## Goal of the exercise
Take the entries that follow and write each one out exactly.
═════ Information shown
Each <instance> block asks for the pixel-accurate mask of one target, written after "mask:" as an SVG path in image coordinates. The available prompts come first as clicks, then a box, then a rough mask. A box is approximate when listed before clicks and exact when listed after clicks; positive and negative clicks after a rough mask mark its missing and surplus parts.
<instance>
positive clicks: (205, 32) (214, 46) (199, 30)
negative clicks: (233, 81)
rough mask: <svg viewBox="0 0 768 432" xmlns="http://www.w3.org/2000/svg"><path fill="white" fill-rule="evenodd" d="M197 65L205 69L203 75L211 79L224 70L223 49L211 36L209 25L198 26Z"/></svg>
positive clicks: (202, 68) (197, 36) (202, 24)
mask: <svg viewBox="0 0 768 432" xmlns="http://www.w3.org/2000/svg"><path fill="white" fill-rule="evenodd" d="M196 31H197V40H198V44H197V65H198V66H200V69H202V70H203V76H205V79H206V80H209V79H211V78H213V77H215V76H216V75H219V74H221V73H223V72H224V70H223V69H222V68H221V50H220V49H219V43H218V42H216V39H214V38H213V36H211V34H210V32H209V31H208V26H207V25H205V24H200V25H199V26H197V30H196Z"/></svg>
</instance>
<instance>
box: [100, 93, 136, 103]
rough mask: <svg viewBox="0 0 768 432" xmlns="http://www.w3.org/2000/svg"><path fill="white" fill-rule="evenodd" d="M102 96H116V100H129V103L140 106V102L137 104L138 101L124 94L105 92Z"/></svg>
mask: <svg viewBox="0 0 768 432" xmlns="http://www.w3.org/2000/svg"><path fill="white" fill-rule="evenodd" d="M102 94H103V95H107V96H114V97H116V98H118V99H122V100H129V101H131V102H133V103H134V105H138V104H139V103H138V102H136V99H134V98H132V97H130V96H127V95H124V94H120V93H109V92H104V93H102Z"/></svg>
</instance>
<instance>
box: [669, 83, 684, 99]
══════════
## Output for this exercise
Each <instance> block asks for the pixel-accurate mask of one target, written after "mask:" as an SVG path in image coordinates. The available prompts come first as clicks, then a box, then a rough mask. A box is approximate when listed before clicks and exact when listed after clicks; positive and negative clicks after a rough mask mark its missing and surplus parts.
<instance>
positive clicks: (205, 32) (214, 46) (199, 30)
negative clicks: (233, 81)
rough mask: <svg viewBox="0 0 768 432" xmlns="http://www.w3.org/2000/svg"><path fill="white" fill-rule="evenodd" d="M197 65L205 69L203 75L211 79L224 70L223 49L211 36L209 25L198 26Z"/></svg>
positive clicks: (202, 68) (197, 36) (202, 24)
mask: <svg viewBox="0 0 768 432" xmlns="http://www.w3.org/2000/svg"><path fill="white" fill-rule="evenodd" d="M196 31H197V40H198V44H197V65H198V66H200V69H202V70H203V76H205V79H206V80H209V79H211V78H213V77H215V76H216V75H219V74H221V73H223V72H224V70H223V69H222V68H221V50H220V49H219V43H218V42H216V39H214V38H213V36H211V34H210V32H209V31H208V26H207V25H205V24H200V25H199V26H197V30H196Z"/></svg>
</instance>
<instance>
box: [100, 93, 136, 103]
rough mask: <svg viewBox="0 0 768 432" xmlns="http://www.w3.org/2000/svg"><path fill="white" fill-rule="evenodd" d="M102 96H116V100H129V103L140 106V102L137 104L138 101L124 94L105 92Z"/></svg>
mask: <svg viewBox="0 0 768 432" xmlns="http://www.w3.org/2000/svg"><path fill="white" fill-rule="evenodd" d="M102 94H103V95H107V96H114V97H116V98H118V99H122V100H129V101H131V102H133V103H134V105H138V104H139V103H138V102H136V99H134V98H132V97H130V96H127V95H124V94H120V93H109V92H104V93H102Z"/></svg>
</instance>
<instance>
box: [669, 83, 684, 99]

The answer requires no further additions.